_What this task involves_
Turn the material into a numbered list, from its start through the line containing "197], [25, 163]]", with both ends included. Leave out blank lines and pictures.

_Listed records_
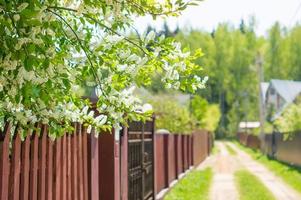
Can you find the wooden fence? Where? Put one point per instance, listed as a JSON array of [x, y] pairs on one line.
[[80, 166], [40, 168], [275, 146], [174, 154]]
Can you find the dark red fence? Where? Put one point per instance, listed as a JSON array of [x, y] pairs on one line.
[[175, 154], [288, 150], [40, 168], [80, 166]]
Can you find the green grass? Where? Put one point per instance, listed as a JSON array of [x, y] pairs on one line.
[[231, 150], [194, 186], [290, 174], [250, 187]]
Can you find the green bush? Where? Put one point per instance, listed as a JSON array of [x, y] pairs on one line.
[[206, 115]]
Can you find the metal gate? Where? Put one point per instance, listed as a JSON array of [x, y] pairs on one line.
[[140, 161]]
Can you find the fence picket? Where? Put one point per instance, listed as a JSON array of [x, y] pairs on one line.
[[15, 167], [85, 161], [42, 163], [80, 163], [25, 167], [69, 167], [49, 168], [34, 166], [74, 152], [58, 169], [64, 168]]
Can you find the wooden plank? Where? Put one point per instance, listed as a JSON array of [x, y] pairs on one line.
[[85, 161], [80, 163], [74, 171], [4, 163], [58, 169], [15, 168], [94, 165], [49, 169], [33, 187], [64, 168], [42, 164], [69, 197], [25, 163]]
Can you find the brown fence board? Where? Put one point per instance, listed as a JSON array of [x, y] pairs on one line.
[[64, 168], [58, 168], [42, 164], [33, 181], [74, 164], [15, 168], [69, 157], [80, 163], [49, 169], [25, 164], [85, 162]]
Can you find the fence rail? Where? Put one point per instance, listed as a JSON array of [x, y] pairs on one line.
[[79, 166], [39, 168], [174, 154]]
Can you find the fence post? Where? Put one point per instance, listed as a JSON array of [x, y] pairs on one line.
[[94, 166], [4, 162], [124, 164]]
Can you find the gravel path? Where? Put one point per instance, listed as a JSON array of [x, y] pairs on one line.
[[224, 166], [280, 189]]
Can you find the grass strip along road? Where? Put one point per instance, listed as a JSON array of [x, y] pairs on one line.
[[230, 150], [250, 187], [289, 174], [194, 186]]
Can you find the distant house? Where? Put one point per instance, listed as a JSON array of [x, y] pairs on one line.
[[278, 94]]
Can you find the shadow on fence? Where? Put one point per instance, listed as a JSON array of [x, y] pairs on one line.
[[275, 146], [175, 154], [80, 166]]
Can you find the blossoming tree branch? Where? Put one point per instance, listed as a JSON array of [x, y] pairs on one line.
[[50, 48]]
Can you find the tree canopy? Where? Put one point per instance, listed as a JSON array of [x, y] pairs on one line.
[[51, 48]]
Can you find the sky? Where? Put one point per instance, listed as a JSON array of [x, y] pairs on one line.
[[209, 13]]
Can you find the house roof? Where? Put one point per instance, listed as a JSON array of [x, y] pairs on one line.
[[288, 90]]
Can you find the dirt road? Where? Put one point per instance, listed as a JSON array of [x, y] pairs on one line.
[[224, 166]]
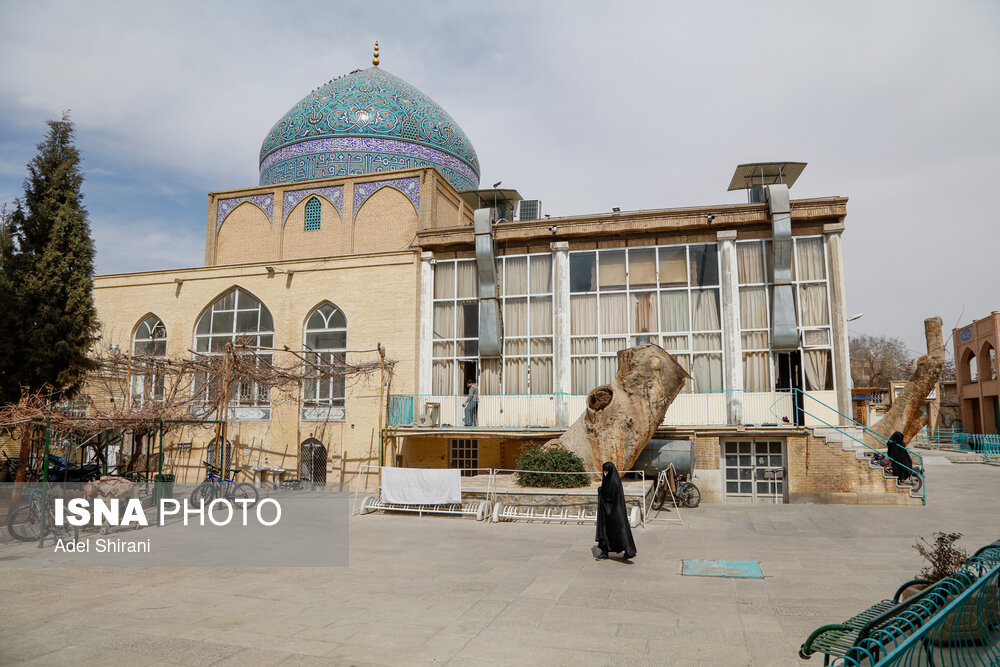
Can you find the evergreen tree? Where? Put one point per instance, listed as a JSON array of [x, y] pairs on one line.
[[50, 270]]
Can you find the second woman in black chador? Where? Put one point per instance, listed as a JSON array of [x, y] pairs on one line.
[[613, 531]]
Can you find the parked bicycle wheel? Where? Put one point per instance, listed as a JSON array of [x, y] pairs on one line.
[[688, 495], [203, 493], [25, 524], [246, 490], [659, 498]]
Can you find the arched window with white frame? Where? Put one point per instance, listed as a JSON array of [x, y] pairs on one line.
[[240, 318], [149, 348], [323, 394]]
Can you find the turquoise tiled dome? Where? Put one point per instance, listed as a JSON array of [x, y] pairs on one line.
[[369, 121]]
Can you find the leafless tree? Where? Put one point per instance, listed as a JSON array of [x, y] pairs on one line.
[[878, 360]]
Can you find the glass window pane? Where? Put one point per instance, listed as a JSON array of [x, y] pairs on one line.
[[582, 271], [541, 316], [674, 311], [444, 280], [704, 265], [467, 288], [614, 313], [266, 321], [643, 312], [541, 274], [515, 276], [444, 320], [611, 268], [642, 268], [673, 266], [583, 314], [246, 321], [222, 322]]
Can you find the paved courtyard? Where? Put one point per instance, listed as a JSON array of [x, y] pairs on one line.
[[453, 591]]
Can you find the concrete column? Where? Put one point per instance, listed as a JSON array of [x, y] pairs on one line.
[[838, 310], [425, 334], [561, 377], [732, 346]]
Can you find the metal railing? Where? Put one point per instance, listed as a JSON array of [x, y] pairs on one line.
[[805, 401], [954, 622]]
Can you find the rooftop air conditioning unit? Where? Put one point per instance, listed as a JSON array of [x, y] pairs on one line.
[[528, 209]]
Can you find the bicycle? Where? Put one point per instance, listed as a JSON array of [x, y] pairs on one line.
[[216, 486], [669, 483], [25, 525]]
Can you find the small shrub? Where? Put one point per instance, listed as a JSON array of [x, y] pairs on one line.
[[554, 458], [944, 558]]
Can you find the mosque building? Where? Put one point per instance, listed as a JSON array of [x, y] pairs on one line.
[[363, 230]]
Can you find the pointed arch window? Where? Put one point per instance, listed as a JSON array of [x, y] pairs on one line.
[[149, 349], [314, 212], [325, 346], [239, 318]]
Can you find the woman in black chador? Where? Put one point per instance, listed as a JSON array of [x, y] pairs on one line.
[[613, 532], [899, 457]]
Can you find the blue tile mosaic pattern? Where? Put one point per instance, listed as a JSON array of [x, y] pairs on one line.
[[408, 186], [335, 195], [394, 125], [226, 206], [731, 569]]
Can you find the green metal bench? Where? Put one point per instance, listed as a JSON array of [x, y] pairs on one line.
[[838, 639]]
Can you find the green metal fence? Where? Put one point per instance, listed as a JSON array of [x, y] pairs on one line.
[[956, 622]]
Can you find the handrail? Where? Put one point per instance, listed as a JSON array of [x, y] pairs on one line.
[[877, 436]]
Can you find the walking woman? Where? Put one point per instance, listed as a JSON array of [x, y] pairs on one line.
[[613, 531]]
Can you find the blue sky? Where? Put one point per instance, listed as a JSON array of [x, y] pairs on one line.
[[584, 105]]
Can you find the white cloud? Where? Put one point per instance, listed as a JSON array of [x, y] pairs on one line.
[[585, 105]]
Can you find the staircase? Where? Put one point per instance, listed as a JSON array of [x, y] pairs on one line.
[[850, 439]]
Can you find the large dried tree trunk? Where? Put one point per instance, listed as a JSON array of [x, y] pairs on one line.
[[905, 414], [621, 417]]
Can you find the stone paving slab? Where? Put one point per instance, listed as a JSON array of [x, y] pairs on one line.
[[423, 590]]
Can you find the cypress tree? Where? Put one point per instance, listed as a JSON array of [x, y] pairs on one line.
[[51, 269]]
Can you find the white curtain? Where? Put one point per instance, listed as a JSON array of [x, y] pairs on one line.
[[515, 276], [643, 315], [811, 264], [541, 274], [489, 377], [515, 317], [674, 311], [673, 266], [611, 269], [583, 314], [750, 262], [584, 372], [614, 313], [705, 310], [707, 372], [515, 376], [756, 371], [753, 307], [444, 320], [467, 288], [444, 280], [442, 377], [812, 303], [642, 268], [541, 316], [541, 375], [816, 369]]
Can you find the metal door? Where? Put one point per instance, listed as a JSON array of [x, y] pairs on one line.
[[754, 471]]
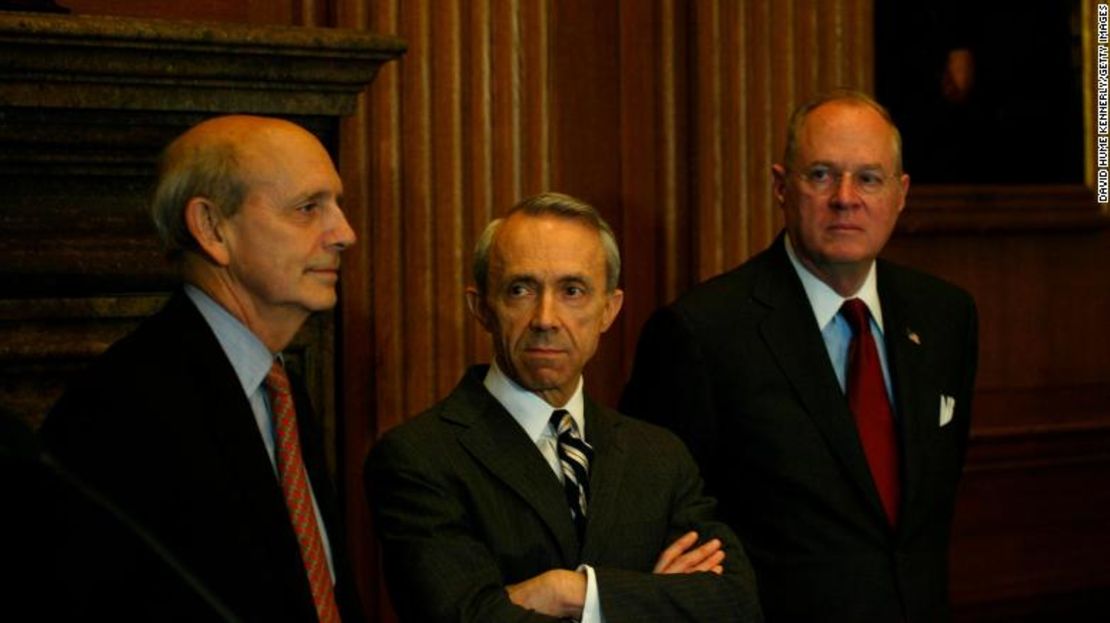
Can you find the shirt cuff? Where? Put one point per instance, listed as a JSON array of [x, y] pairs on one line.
[[592, 610]]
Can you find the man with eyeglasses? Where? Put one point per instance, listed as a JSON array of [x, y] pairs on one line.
[[825, 393]]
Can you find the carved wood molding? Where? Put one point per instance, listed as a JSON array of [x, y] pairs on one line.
[[124, 63]]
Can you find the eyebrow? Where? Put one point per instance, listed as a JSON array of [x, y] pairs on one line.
[[834, 166]]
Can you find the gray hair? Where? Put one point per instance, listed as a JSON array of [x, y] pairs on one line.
[[847, 96], [552, 204], [188, 170]]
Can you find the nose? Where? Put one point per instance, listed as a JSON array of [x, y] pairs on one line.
[[341, 233], [543, 315]]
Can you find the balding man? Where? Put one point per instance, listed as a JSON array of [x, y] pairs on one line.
[[520, 499], [190, 424], [825, 393]]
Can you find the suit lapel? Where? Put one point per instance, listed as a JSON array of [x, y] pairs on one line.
[[904, 357], [790, 332], [496, 441], [606, 473]]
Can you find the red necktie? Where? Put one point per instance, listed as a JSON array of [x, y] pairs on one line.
[[867, 397], [294, 484]]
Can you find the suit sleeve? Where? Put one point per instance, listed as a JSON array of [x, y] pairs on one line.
[[436, 568], [702, 596], [670, 384]]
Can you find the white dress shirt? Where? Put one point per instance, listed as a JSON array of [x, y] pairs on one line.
[[533, 413], [835, 329]]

_Full solution_
1. Can you find the wooden fence? Where? Put one point per instance, listed as a JSON array of [x, y] pairs on one line.
2. [[80, 166], [40, 168], [275, 146], [174, 154]]
3. Can you find the dark red fence? Where? Put one point per instance, listed as a JSON array of [x, y] pairs on one line.
4. [[175, 154], [288, 150], [40, 168], [80, 166]]
5. Can you find the green grass? Where? Put one point per instance, listed as a JSON array of [x, y] pairs on one line.
6. [[231, 150], [194, 186], [290, 174], [250, 187]]
7. Can you find the green bush? Where? Put one point per instance, listed as a JSON array of [x, y] pairs on one line.
8. [[206, 115]]
9. Can you find the metal gate? Where? Put one point per instance, listed as a JSON array of [x, y] pairs on one line.
10. [[140, 161]]
11. Can you find the fence picket? Where? Put one point per instance, listed as a JSON array of [x, y] pairs on one line.
12. [[15, 167], [85, 161], [42, 163], [80, 163], [25, 167], [69, 167], [49, 168], [34, 166], [74, 152], [58, 169], [64, 168]]
13. Can you find the wooden plank? Where? Put one point per instance, listed as a JSON array of [x, y] pairs on one line.
14. [[85, 161], [80, 163], [74, 171], [4, 163], [58, 169], [15, 168], [94, 165], [49, 169], [33, 187], [64, 168], [42, 164], [69, 197], [25, 163]]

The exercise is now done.